*SHORT TASK*. State how many lines of the data below contain the word "foliage", giving only the number.

>> START

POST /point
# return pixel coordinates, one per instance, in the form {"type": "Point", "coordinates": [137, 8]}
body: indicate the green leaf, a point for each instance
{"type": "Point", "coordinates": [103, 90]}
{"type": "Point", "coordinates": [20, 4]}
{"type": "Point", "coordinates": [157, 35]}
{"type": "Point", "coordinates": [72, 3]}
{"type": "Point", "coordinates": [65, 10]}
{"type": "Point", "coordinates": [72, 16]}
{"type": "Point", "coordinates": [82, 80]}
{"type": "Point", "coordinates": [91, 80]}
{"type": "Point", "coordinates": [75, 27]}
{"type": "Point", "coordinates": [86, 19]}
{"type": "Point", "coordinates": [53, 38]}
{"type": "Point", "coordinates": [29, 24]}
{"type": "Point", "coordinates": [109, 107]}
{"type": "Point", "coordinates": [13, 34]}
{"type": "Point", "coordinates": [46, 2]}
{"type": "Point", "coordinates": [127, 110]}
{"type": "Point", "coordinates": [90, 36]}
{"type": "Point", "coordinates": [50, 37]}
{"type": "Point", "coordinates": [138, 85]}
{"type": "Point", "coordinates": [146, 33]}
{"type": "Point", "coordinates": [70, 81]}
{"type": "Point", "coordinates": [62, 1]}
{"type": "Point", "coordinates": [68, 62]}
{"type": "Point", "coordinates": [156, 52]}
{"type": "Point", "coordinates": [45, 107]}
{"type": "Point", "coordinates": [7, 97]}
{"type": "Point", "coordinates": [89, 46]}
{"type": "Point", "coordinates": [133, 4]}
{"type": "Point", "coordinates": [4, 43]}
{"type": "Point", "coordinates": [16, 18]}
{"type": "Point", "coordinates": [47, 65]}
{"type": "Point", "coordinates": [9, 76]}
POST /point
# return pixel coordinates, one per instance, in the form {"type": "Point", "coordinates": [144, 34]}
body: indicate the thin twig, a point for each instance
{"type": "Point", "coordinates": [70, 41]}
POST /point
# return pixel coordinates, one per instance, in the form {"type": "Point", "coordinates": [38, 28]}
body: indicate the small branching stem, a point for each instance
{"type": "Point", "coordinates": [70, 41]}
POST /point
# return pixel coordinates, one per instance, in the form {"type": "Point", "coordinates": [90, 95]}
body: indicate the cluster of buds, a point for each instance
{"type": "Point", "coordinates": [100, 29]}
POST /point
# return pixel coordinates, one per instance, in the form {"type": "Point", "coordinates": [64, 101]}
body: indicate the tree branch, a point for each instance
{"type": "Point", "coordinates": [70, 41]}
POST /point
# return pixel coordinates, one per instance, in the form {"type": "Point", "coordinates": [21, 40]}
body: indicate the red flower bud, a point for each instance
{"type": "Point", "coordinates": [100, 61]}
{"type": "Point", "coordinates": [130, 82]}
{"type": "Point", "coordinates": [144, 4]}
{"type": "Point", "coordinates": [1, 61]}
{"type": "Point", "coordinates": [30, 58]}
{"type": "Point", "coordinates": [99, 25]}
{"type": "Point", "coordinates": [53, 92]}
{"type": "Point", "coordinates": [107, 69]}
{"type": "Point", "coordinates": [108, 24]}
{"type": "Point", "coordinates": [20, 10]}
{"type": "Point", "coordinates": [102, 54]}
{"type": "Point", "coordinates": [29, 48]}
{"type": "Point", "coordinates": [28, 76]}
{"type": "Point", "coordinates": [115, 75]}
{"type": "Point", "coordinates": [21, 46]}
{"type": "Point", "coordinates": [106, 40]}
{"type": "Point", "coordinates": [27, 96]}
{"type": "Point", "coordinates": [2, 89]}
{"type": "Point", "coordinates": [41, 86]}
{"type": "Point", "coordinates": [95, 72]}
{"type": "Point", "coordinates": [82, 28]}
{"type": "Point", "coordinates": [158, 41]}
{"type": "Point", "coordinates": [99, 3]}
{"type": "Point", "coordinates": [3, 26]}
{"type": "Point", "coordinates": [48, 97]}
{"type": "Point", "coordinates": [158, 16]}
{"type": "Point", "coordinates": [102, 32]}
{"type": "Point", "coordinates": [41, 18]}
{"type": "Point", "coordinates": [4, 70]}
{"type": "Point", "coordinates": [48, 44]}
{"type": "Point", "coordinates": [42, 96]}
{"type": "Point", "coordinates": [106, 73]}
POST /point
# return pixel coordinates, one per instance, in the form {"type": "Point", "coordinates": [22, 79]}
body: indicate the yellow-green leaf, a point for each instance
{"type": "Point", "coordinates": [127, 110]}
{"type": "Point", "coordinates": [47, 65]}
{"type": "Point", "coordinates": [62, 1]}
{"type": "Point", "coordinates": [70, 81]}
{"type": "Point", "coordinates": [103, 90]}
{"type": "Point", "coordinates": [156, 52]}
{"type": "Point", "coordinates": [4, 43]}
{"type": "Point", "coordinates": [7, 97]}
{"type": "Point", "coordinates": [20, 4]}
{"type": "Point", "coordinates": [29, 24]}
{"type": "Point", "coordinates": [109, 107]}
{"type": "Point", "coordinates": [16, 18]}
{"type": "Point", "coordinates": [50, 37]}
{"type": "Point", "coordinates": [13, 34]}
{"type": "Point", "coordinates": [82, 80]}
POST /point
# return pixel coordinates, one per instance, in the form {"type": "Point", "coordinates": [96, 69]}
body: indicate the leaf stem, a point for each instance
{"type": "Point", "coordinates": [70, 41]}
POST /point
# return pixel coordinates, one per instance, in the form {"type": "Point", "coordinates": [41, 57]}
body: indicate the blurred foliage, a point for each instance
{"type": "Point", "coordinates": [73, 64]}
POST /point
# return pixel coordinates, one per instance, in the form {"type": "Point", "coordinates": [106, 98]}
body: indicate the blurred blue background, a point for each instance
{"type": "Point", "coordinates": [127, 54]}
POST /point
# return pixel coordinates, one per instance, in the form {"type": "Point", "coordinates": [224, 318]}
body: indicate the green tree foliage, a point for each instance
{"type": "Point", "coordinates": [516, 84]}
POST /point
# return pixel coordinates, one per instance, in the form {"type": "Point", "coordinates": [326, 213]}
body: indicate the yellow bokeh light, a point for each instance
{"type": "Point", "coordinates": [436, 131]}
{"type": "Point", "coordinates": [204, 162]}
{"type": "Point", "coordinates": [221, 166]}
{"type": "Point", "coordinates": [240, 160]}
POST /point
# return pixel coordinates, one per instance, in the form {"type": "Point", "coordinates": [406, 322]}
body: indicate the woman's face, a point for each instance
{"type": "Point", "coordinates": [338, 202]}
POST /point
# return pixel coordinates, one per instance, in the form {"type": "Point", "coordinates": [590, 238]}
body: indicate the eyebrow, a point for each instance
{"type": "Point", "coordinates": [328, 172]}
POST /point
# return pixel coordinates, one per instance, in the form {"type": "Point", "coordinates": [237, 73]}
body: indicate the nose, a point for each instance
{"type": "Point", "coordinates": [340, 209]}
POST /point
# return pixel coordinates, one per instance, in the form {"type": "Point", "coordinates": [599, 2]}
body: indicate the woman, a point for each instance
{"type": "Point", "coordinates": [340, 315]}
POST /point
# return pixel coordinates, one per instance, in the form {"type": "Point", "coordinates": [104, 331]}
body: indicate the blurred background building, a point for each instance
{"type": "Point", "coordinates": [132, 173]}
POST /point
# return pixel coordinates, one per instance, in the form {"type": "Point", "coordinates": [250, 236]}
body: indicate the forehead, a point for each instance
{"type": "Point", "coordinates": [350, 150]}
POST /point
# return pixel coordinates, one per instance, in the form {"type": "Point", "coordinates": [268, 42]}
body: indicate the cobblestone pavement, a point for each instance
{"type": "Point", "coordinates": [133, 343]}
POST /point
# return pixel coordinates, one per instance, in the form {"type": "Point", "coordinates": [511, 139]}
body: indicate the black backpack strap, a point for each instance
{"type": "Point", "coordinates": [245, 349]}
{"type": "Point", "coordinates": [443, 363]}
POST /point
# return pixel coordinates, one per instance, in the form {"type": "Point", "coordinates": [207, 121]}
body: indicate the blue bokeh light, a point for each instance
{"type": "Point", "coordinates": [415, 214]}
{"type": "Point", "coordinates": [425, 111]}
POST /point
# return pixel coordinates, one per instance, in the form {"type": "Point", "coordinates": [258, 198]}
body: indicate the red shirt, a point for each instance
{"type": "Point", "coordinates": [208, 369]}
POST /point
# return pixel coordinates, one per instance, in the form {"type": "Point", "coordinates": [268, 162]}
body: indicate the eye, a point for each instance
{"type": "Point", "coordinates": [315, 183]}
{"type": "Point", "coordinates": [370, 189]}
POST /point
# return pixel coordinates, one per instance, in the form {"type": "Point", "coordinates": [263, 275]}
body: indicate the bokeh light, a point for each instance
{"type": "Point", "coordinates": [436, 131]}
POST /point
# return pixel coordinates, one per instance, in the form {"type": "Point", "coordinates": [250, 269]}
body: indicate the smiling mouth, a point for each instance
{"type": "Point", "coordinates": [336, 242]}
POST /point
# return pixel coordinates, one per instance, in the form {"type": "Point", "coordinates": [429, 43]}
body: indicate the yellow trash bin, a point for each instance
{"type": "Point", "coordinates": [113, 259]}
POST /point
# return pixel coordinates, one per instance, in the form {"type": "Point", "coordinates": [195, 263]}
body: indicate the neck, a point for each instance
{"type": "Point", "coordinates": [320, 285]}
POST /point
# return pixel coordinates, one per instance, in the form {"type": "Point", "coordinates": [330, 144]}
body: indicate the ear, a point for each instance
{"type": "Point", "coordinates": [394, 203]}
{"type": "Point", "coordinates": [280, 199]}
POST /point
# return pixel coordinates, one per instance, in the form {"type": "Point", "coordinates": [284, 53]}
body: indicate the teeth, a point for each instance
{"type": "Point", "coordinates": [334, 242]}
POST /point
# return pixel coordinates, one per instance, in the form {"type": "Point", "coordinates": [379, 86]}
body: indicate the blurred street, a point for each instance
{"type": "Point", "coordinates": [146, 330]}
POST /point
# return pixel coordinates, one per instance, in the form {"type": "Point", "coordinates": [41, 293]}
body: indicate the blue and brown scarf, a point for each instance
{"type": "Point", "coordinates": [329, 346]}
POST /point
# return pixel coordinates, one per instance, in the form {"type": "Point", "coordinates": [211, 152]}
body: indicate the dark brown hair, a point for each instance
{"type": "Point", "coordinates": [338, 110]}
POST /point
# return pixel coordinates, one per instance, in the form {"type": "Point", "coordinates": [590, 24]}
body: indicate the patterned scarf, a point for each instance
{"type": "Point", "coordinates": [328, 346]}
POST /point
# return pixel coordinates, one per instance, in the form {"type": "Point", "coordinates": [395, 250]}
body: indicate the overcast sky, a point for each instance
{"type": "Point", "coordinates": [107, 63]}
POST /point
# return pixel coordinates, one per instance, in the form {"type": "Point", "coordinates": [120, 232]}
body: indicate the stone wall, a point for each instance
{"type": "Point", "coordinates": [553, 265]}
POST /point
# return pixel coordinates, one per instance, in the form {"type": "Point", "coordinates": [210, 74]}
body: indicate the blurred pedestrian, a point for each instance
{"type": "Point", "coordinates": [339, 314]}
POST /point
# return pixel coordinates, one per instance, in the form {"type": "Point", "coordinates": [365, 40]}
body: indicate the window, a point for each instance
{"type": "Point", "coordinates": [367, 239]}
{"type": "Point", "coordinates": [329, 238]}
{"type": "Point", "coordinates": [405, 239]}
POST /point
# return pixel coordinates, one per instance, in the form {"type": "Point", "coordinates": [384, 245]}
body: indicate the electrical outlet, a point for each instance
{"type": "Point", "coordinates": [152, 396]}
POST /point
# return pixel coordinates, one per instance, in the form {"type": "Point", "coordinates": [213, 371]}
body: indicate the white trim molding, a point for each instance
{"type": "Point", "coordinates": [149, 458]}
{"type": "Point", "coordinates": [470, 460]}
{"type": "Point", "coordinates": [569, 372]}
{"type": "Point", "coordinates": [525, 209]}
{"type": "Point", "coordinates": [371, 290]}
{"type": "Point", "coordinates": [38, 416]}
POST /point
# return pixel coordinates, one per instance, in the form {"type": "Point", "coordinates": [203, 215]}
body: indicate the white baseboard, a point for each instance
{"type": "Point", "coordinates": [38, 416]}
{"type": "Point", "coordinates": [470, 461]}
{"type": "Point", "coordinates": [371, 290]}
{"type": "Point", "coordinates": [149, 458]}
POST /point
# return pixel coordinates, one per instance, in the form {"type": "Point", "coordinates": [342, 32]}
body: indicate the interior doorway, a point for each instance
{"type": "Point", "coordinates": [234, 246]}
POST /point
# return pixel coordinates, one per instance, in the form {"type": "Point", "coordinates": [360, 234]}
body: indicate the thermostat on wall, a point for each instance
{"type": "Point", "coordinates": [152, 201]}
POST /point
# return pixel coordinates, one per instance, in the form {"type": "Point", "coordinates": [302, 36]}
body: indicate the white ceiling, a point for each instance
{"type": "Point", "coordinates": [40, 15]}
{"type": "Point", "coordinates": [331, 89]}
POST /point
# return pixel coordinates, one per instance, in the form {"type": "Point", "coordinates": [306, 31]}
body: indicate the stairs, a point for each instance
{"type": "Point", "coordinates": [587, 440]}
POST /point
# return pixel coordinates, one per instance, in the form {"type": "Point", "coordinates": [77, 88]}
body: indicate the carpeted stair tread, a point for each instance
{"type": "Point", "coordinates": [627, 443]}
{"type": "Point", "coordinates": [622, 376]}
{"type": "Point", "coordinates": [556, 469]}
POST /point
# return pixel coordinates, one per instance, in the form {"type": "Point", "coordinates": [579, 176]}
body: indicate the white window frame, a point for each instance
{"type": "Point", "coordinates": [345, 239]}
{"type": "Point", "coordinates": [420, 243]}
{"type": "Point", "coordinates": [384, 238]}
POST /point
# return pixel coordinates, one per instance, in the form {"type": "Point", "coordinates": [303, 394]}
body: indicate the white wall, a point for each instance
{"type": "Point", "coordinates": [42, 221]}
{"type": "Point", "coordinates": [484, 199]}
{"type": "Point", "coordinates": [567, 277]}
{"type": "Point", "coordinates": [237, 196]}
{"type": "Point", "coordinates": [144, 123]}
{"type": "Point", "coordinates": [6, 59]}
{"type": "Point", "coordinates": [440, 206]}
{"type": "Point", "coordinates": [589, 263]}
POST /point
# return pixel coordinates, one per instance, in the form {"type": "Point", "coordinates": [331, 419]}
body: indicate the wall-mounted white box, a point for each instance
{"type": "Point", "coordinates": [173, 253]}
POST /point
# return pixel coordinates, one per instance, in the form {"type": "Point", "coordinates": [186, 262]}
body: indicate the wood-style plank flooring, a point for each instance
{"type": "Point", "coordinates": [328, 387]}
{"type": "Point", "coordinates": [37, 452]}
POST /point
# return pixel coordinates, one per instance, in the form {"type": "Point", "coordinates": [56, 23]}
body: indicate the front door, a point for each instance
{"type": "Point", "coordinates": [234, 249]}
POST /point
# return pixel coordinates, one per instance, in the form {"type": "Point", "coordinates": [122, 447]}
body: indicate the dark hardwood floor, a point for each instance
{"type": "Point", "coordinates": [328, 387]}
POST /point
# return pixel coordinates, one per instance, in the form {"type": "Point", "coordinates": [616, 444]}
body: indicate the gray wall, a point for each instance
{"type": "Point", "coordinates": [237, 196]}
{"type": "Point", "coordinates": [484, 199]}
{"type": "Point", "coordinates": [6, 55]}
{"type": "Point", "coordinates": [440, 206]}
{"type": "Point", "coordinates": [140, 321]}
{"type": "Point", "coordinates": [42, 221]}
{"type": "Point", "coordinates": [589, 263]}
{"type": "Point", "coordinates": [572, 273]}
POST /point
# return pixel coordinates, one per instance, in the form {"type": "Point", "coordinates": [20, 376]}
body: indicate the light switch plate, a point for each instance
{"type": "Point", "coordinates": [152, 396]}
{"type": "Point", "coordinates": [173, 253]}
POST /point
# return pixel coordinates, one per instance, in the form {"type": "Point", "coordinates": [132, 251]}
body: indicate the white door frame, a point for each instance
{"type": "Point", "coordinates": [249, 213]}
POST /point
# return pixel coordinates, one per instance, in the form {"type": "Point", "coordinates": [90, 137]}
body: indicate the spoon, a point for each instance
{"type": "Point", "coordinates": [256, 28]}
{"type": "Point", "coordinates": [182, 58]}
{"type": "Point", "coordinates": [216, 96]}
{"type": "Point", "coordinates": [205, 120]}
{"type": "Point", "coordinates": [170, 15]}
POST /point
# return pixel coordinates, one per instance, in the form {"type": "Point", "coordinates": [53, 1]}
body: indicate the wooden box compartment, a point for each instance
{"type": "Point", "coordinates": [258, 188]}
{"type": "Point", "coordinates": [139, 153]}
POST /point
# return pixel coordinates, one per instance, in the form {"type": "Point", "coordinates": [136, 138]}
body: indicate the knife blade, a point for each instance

>> END

*EXERCISE SOLUTION*. 2